Within the entries below, find the portion that opens with the line containing "box: [109, 153, 125, 162]" and closes with the line containing "positive clicks: (207, 161)". Retype that portion exactly and only.
========
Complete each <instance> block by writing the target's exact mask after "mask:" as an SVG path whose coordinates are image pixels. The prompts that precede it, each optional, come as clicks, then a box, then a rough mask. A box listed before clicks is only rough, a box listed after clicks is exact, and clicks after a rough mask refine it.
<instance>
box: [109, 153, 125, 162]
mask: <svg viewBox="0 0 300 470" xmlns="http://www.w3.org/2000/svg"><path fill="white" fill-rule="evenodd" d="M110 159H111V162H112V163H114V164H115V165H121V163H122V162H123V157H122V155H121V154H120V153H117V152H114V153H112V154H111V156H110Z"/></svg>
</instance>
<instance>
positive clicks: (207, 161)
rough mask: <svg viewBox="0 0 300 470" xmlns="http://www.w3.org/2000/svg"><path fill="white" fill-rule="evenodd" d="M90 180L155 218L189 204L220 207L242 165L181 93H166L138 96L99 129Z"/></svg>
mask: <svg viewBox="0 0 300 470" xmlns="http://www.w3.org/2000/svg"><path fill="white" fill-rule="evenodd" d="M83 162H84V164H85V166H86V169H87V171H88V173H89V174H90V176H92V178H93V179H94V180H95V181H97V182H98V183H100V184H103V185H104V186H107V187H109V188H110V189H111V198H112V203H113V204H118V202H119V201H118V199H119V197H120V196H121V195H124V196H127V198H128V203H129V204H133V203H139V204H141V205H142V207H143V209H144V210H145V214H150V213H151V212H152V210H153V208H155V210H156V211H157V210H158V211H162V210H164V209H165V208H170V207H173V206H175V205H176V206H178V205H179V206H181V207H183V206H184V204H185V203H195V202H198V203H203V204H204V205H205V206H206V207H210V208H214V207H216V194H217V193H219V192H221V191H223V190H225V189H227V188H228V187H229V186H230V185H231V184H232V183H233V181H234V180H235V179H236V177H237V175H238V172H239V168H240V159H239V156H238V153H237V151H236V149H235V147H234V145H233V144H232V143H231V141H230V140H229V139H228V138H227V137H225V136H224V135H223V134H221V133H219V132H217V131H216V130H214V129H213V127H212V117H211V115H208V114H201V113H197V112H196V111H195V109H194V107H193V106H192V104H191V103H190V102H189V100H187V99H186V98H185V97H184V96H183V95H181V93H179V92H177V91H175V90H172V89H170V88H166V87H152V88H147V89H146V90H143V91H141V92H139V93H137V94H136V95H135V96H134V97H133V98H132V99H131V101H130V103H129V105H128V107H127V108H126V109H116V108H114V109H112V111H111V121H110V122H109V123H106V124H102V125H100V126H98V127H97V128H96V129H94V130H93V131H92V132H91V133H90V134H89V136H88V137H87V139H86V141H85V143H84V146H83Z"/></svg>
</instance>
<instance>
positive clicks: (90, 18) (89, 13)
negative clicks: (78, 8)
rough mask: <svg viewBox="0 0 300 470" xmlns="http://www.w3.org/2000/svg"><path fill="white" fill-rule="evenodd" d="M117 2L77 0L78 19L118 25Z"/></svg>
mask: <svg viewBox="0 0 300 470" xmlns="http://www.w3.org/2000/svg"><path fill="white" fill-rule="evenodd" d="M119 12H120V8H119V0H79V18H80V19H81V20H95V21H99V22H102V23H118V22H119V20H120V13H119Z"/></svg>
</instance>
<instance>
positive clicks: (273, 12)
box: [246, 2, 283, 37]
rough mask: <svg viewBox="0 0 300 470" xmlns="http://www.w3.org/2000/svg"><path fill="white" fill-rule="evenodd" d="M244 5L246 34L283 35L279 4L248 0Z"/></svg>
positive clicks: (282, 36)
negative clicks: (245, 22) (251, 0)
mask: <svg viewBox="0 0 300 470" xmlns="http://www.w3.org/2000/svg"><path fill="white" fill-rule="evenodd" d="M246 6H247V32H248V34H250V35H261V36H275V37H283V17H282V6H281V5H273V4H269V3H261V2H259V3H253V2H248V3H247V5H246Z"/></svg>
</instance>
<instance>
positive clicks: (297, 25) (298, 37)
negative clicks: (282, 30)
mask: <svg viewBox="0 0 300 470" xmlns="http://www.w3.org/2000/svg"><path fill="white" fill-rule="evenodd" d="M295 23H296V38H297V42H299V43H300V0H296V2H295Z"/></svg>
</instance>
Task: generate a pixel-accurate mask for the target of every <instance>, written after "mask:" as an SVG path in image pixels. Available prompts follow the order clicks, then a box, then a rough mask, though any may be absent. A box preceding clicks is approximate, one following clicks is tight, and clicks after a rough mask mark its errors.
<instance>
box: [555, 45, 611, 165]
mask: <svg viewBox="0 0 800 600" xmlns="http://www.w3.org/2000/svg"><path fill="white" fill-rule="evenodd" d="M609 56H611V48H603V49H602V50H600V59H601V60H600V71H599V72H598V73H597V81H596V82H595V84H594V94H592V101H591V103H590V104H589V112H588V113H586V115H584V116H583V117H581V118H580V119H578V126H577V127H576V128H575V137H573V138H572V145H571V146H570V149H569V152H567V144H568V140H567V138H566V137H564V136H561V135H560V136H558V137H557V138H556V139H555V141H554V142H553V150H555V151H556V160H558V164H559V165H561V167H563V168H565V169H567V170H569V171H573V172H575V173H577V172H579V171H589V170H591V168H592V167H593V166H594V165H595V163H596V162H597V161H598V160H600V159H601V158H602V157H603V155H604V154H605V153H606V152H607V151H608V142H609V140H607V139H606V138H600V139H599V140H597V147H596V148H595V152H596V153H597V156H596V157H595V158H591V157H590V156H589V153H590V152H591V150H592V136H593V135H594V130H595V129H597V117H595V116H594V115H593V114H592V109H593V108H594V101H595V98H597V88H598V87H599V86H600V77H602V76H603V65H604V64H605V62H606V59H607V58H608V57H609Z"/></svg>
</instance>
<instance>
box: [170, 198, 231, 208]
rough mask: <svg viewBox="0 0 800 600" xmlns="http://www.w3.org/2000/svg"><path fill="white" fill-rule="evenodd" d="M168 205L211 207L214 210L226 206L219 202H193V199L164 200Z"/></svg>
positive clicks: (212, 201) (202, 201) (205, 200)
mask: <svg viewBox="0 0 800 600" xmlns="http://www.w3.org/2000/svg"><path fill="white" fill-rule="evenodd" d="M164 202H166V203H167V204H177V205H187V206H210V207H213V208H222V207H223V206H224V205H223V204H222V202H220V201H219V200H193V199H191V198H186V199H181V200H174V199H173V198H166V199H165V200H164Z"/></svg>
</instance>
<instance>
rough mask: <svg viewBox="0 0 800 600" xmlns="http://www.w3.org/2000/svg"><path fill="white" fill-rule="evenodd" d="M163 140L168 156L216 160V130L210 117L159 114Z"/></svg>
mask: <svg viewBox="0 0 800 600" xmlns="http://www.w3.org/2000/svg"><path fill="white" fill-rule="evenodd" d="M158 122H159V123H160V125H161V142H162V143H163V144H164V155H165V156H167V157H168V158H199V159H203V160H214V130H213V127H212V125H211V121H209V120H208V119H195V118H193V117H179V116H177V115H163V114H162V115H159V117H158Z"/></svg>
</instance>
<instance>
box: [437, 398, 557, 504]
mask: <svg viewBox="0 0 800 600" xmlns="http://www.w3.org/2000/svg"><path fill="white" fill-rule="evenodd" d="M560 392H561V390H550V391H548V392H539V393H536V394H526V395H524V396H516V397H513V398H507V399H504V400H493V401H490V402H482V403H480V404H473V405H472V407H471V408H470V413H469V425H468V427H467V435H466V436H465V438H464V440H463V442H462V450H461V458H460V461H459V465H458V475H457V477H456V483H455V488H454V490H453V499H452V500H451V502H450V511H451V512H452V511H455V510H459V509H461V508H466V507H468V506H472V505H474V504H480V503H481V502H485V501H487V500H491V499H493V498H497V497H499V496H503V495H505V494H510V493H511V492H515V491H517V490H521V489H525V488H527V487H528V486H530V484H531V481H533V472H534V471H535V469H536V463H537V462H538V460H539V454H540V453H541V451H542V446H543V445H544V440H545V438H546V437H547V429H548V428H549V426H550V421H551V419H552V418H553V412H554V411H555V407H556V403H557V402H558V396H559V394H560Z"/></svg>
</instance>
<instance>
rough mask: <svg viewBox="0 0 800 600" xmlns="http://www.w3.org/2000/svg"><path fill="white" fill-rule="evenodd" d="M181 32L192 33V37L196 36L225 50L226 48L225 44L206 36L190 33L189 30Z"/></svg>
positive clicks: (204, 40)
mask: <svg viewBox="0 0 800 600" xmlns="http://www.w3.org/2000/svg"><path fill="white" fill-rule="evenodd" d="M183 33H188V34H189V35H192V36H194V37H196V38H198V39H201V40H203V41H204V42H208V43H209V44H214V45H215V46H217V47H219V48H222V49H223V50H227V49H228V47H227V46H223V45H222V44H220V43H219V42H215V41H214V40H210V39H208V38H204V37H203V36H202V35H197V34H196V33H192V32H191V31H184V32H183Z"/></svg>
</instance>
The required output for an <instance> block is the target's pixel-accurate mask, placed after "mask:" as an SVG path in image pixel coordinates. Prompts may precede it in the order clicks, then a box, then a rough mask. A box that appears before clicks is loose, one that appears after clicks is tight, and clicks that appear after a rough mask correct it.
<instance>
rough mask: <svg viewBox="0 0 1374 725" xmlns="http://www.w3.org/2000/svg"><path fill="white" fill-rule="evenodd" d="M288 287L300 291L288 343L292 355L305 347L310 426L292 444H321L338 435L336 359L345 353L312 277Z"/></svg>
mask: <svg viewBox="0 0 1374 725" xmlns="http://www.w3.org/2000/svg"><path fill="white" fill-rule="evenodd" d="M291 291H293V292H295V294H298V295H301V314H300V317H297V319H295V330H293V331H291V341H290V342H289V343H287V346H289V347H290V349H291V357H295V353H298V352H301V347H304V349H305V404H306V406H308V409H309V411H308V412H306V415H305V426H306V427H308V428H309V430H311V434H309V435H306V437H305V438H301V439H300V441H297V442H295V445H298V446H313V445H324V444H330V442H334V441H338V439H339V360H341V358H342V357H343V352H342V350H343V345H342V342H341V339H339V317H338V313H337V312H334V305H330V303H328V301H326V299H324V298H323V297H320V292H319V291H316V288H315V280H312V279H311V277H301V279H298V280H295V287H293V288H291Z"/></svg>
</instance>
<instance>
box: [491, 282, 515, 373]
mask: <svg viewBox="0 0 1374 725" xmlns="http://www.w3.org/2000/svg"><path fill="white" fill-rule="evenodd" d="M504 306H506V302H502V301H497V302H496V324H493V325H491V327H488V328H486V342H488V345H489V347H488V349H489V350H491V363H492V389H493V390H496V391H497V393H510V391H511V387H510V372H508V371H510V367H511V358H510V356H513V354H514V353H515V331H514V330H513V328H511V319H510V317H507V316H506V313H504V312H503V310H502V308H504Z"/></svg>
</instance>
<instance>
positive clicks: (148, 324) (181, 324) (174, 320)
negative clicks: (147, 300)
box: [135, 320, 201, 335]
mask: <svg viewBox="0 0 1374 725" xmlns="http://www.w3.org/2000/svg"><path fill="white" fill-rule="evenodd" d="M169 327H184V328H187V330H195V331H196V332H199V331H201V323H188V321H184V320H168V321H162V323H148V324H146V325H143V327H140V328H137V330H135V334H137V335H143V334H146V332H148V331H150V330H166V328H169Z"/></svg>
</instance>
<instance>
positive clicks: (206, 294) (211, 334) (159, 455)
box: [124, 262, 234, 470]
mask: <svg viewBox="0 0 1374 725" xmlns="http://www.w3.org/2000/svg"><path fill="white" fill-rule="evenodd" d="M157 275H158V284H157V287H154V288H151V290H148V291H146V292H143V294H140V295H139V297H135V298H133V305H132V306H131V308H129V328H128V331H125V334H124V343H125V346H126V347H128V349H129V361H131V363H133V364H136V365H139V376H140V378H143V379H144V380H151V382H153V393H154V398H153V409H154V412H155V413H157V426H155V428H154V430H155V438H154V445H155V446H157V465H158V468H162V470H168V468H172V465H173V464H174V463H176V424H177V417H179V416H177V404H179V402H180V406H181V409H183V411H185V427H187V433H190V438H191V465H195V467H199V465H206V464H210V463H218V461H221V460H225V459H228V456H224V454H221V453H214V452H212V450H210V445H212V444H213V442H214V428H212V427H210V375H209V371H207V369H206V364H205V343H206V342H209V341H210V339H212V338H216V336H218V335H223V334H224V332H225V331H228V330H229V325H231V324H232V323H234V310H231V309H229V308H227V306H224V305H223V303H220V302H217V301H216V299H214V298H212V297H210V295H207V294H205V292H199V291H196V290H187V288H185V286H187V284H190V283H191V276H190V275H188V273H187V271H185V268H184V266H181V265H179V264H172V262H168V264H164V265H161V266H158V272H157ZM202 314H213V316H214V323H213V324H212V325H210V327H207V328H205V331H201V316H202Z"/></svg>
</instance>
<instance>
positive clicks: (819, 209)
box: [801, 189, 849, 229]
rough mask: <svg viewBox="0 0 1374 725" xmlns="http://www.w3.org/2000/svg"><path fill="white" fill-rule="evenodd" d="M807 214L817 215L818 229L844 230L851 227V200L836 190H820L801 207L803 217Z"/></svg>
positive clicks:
========
• SOLUTION BELOW:
box: [109, 153, 125, 162]
mask: <svg viewBox="0 0 300 470" xmlns="http://www.w3.org/2000/svg"><path fill="white" fill-rule="evenodd" d="M110 159H111V162H112V163H114V164H115V165H121V163H122V162H123V157H122V155H121V154H120V153H117V152H114V153H112V154H111V156H110Z"/></svg>
</instance>
<instance>
positive clicks: (207, 161)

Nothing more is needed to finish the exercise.